◆ Work item ◆
Search the records for "button" and copy each line that holds it.

[Extracted entries]

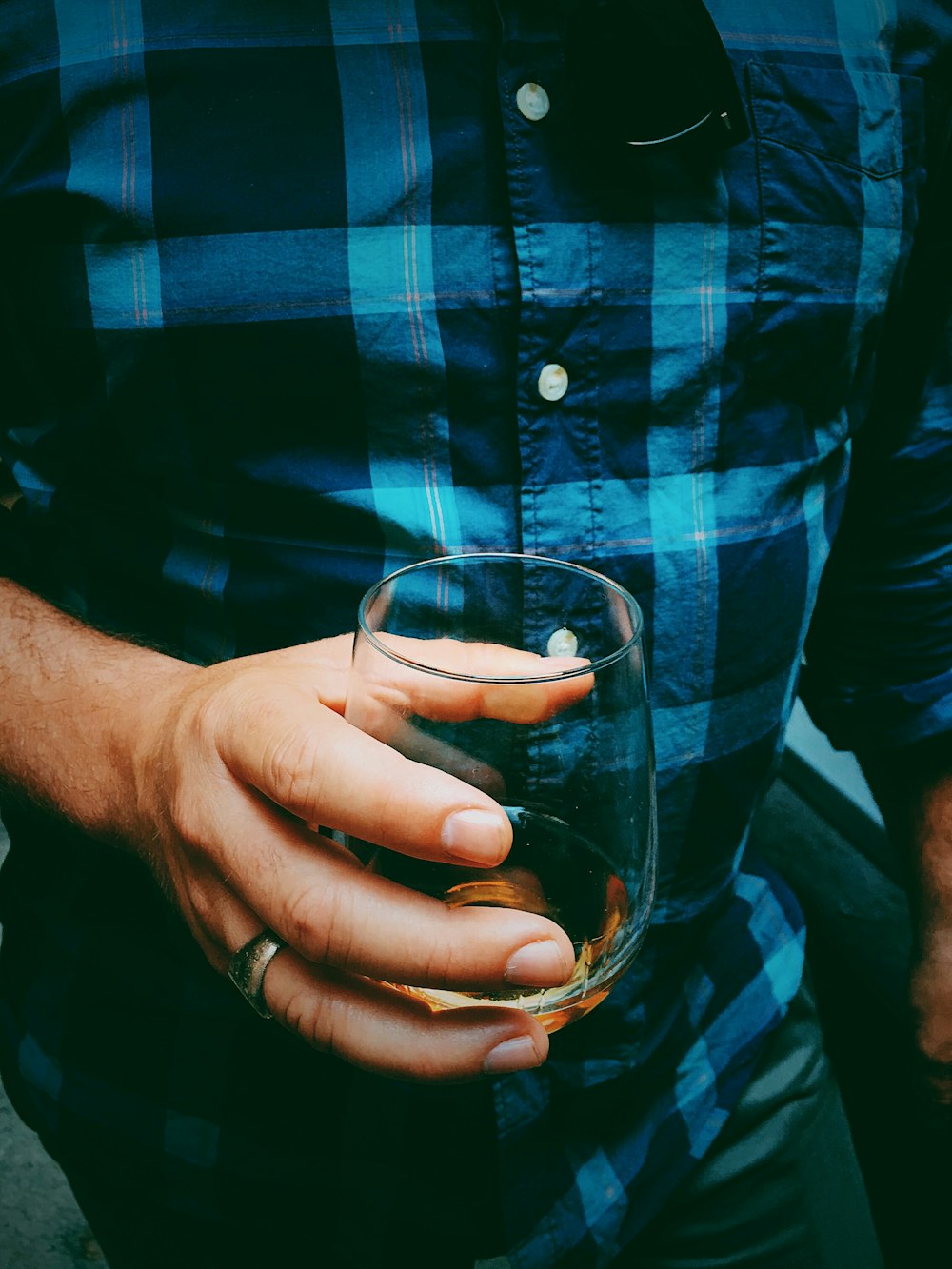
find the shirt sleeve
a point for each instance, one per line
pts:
(879, 654)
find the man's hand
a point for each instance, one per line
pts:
(914, 792)
(219, 776)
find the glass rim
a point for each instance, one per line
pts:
(503, 557)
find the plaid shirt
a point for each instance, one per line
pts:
(278, 285)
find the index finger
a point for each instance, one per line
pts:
(449, 681)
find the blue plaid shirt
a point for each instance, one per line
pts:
(278, 286)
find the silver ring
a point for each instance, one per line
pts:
(249, 964)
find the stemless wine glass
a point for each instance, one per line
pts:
(526, 678)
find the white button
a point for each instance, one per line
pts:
(532, 100)
(552, 382)
(563, 643)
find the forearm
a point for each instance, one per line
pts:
(914, 789)
(70, 704)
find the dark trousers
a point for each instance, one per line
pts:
(780, 1189)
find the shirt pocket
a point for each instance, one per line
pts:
(840, 160)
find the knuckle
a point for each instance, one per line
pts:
(322, 924)
(292, 768)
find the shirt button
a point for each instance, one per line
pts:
(563, 643)
(532, 100)
(552, 382)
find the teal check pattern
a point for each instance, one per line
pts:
(278, 283)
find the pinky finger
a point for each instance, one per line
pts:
(388, 1032)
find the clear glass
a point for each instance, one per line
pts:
(560, 738)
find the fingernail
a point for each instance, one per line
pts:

[/Extracted entries]

◆ Expected answer ◆
find the white button
find the shirt button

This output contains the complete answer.